- [Exercise prompt]
What follows is a set of records. Repeat them word for word.

- [Task inputs]
────────────────────────────────────────
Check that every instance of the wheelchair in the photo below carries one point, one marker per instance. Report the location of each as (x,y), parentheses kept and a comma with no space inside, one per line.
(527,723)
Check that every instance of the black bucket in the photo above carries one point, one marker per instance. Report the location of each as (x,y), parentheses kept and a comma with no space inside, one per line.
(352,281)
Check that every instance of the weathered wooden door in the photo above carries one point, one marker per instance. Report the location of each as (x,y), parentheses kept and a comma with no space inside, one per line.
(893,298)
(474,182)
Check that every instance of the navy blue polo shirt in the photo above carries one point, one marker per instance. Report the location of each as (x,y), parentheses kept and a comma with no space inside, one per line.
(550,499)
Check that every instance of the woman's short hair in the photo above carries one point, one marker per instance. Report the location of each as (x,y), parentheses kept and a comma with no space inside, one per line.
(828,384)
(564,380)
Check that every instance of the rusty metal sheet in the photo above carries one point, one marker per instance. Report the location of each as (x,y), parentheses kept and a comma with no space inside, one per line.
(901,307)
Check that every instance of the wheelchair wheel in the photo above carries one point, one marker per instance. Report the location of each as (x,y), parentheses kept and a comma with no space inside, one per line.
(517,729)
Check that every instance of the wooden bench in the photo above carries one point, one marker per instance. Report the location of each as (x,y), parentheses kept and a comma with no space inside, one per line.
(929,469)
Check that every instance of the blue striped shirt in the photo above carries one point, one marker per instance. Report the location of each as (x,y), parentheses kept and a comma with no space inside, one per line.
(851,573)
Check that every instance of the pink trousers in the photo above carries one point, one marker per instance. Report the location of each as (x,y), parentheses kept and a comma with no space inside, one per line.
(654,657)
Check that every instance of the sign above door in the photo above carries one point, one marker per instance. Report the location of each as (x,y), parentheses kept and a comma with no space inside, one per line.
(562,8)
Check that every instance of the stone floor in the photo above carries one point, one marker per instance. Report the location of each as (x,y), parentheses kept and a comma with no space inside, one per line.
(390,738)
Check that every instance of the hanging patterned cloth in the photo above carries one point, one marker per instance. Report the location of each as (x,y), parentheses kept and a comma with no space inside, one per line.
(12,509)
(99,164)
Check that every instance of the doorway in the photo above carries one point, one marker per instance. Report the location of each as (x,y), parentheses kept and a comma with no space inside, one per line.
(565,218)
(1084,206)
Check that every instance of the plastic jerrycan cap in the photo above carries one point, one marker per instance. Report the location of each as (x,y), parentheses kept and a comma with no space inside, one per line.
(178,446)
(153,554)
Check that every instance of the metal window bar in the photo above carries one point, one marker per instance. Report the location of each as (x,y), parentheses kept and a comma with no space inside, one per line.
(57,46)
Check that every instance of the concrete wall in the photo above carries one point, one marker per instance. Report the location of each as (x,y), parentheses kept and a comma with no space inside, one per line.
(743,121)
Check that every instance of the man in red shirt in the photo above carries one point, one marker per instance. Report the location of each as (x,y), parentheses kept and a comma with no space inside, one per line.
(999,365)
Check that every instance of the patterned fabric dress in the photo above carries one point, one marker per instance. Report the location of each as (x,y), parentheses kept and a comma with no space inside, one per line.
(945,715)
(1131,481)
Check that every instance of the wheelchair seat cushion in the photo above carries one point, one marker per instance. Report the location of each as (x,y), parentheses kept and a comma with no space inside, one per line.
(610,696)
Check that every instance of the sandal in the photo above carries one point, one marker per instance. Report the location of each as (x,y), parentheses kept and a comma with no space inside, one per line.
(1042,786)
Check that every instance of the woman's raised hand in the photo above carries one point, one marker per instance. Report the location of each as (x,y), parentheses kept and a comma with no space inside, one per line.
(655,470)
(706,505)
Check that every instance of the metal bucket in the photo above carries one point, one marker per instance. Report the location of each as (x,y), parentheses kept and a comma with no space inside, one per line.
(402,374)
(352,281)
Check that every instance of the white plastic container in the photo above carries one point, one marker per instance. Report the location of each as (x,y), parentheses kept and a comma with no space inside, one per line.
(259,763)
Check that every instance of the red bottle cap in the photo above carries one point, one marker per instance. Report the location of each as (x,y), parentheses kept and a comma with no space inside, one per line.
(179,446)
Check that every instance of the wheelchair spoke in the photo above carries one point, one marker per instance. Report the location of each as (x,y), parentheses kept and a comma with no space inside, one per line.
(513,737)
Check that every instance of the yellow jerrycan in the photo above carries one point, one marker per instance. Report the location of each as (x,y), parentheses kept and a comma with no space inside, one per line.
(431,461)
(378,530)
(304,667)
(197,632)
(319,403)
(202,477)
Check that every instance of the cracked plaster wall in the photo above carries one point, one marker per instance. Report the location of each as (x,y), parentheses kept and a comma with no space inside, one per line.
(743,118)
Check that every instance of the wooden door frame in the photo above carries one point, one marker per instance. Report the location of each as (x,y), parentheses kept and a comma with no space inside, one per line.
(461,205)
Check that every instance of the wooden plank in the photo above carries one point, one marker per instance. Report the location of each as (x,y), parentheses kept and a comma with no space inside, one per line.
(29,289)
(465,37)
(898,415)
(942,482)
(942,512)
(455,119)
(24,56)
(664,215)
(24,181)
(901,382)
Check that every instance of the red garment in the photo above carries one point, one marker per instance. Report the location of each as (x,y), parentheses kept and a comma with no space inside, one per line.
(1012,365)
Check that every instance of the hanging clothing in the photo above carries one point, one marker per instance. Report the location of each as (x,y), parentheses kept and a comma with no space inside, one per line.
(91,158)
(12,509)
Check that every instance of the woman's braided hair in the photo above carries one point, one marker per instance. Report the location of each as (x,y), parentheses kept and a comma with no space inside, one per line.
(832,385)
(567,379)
────────────────────────────────────────
- [Task solution]
Check that every instance of the wheelchair in the photo below carries one point, one marker per instance. Report the location of each as (x,y), parentheses kept and a comma with no space inside, one per line.
(527,723)
Check that every instance of the black bucket in the photo above carries one point, one marker per instance. Report the location of each as (x,y), parentheses kept and a comma with no space inside, one per line.
(352,281)
Check that every instance of the weathered wooden door in the photo above carries one point, one marker per instance. Report the location of each as (x,y), parentheses kept and a comma with no space inside, one per line.
(893,298)
(474,182)
Check that every instance of the navy blue polo shirt in the photo above carries one point, one marker per instance. Report the location of each as (x,y), parentheses kept and a comma with no space inside, one per line.
(550,499)
Check that every instance of the woman's short hair in the photo above carries one point, one marker per instance. Report the location of each as (x,y), parentheses kept and a comma with no space inside, one per line.
(828,384)
(564,380)
Check that every instance of the rusty metal sheet in the photo above carries one point, one marker per instance. Report the location of each as (x,y), parentheses kept and a comma with no space inside, one per line.
(901,307)
Check that every instance of the wheelchair wheel in the photo above carries one point, one marker per instance. Report the location of each as (x,y), parentheses kept and a comma with no space inside, one per line.
(517,729)
Check that every instance of the wooden bench in the photo above carries one point, one marker per instance. Report the location of each as (x,y), parentheses kept and a comma with no space inside, one per line.
(929,469)
Check that every instance of the blue striped shirt in the photo above carries one point, one marker per instance. Report the location of each as (x,y), parentheses kept and a comma with no space inside, one per line.
(851,573)
Check that every instance of the pink trousers in the photo above carries one point, one marker per instance. Report the location of each as (x,y), parentheses kept and a comma with no space inside, one per line.
(654,657)
Check that every instance of the sign above door in the photo above carries one point, one marker per instance. Report the location of each as (x,y), parentheses kept and a comma with no space inside, one per line.
(562,8)
Check that every instance of the stone floor in the photo above carries one point, one marker per instance. Report the location of each as (x,y), parentheses kept and a comma with no space inside, one per line.
(390,738)
Check that every instance of the hanging patterned cloth in the photo above carries one point, one marker per instance. Report the location of each as (x,y), parentheses kept and a comma with no space inside, one per line.
(12,509)
(99,164)
Check that every instance of the doorway in the photo above carries one point, one marker per instance. Report the location of each as (x,y), parentheses kept and a comma with no space inside, one per line.
(565,218)
(1084,206)
Check that every instance of the plastic jerrycan cap in the photo above carries one point, one marker per instance. Report the location of each as (x,y), parentheses kept and a comma with no space inside, one per line.
(178,446)
(153,554)
Check that every instance of the metal window bar in the photo above carries one point, one marker per instance. Report the location of each as (x,y), parentheses kept and a comma with no space inside, one per line.
(57,46)
Check that every instance of the concrete wall in the photo above carries one point, one marker per instance. Report the location of each as (x,y), parentheses kept and a comma with no space inside, one per line.
(743,121)
Check that every instance of the man in red shirt in the photo above carries one point, one marker per instance. Report the location of each as (x,y), parentheses kept and a comma with no space inside, one per line.
(999,365)
Check that every instance of the patterned fabric dress in the photo above carries one point, one marker per instance. Report the location of each as (x,y), parentheses kept and a comma with no space inside, one per line.
(945,715)
(1131,481)
Check that every instance of the wheelchair seat cushion in the photo above carries one point, one marker per instance. Report the location of each as (x,y), parentheses kept and a comma with no space inside, one per line.
(610,696)
Check that every instance of the sandal in the photo above carries one point, one marker per instance. Report the location of each as (x,y), parentheses kept and a comma with no space inside, one per line.
(1042,786)
Check that every instance of the woman's raised hand in the photo above carries one point, one marker per instance. Report the location of each as (x,y), parentheses kept and a comma with no space inside, one per line.
(655,470)
(706,505)
Check that every instance of the metal bucket in the photo above carries one point, one marker per instance. Report the location of each as (x,y), parentheses kept and a comma with no space inside, one per line.
(402,374)
(352,281)
Check that every instance of the white plastic container in the photo above carries one point, one marker per instance. Report the location of each as (x,y), parentheses kept and a comma with no space inside, one per line.
(259,763)
Check that every instance of the red bottle cap in the photo above carries one point, one marker per instance. Report the location of each as (x,y), parentheses kept and a comma with no space inside, one per line.
(179,446)
Check that every instance of the wheelchair spoke in the photo above carries one point, one marker per instance. Report the location of each as (x,y), parentheses kept and a comma with no space inside, one per line.
(513,737)
Check that every instance of the yellow jerrycan in the photo above carries one point, one marker per instance. Report the location of each as (x,y), parentheses kept and a comma with no space inside, one per line.
(431,461)
(378,530)
(304,667)
(197,632)
(319,403)
(202,477)
Check that every instance of the cracked plaster wall in the photo above carries one point, one marker per instance. Report the location of each as (x,y), parentheses kept and a comma with no space inside, one per line.
(743,118)
Check that every instance of the wooden door frame in the photo above carries one point, one marker per instance. Report the location of each as (x,y), parentheses kept and a comma with no space inside, one per line.
(461,205)
Check that every instance of the wooden plank in the photo above carries one point, one marker per instance. Report the location of each as (x,y), parentheses kept and a comma with no space inside, one per line.
(29,289)
(465,37)
(898,415)
(942,482)
(942,512)
(455,119)
(24,56)
(664,215)
(24,181)
(901,382)
Check that every instance of the red garment in the photo above carries one point, one marker per instance. Report the location of each as (x,y), parentheses kept and a comma with no space inside, one per line.
(1012,365)
Check that every instance of the hanging clothing in the photo above carries one point, one marker per instance. Report the location of each as (x,y), parentheses kept and a comma with no space inside, one per line.
(91,158)
(12,509)
Check that every instance of the woman's braided hair in the photo above carries one point, one marker per instance. Report the location of each as (x,y), parentheses kept and a comma with no space inside, one per line.
(832,385)
(567,379)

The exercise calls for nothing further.